● JOB ITEM: Pick out each line of the listing below that contains the word "positive" and copy those lines in full.

● PROVIDED MATERIAL:
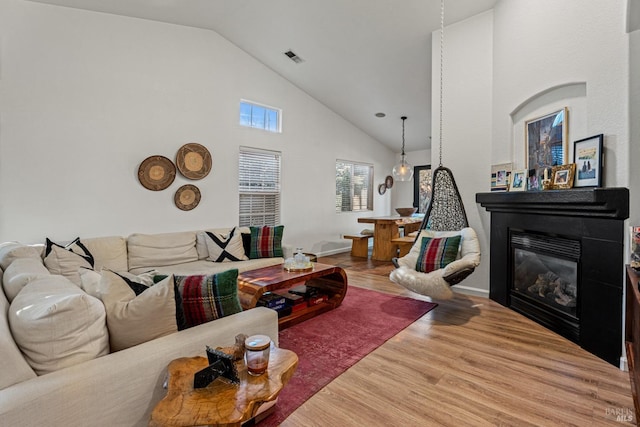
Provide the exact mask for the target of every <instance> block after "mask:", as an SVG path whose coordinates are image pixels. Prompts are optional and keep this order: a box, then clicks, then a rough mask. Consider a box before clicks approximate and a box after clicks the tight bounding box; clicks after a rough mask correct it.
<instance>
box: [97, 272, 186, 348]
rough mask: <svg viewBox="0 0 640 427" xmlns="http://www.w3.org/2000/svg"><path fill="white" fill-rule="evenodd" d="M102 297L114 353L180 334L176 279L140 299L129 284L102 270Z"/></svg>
* * *
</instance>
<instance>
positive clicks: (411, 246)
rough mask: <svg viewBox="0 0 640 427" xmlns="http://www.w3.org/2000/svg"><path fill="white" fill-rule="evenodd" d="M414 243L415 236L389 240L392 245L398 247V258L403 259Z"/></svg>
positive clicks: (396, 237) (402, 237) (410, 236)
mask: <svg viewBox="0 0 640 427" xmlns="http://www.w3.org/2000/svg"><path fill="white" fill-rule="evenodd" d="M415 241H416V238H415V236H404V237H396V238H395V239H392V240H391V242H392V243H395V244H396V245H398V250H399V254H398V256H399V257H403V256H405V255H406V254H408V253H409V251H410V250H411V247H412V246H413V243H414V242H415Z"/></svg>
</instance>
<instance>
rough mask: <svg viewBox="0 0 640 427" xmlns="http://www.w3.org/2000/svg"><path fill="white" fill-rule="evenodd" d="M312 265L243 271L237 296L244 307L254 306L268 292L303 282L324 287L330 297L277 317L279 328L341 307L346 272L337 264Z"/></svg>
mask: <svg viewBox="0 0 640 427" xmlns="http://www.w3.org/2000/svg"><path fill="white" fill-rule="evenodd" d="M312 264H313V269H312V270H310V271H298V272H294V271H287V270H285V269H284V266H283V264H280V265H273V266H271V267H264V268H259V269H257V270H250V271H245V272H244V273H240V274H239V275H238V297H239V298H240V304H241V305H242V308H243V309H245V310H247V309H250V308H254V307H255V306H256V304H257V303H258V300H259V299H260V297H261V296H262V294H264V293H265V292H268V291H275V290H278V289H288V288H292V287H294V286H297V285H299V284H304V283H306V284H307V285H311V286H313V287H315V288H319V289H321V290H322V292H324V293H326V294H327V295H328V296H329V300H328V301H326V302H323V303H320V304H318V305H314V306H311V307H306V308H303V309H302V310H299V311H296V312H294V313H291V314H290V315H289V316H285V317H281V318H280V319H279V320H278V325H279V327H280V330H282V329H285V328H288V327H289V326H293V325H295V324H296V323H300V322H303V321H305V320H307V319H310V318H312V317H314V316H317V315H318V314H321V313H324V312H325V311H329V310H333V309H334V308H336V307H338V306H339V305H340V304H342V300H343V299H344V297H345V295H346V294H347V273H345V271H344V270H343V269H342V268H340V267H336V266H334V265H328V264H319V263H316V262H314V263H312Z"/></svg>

● YOUR SOLUTION:
positive clicks: (411, 246)
positive clicks: (396, 237) (402, 237) (410, 236)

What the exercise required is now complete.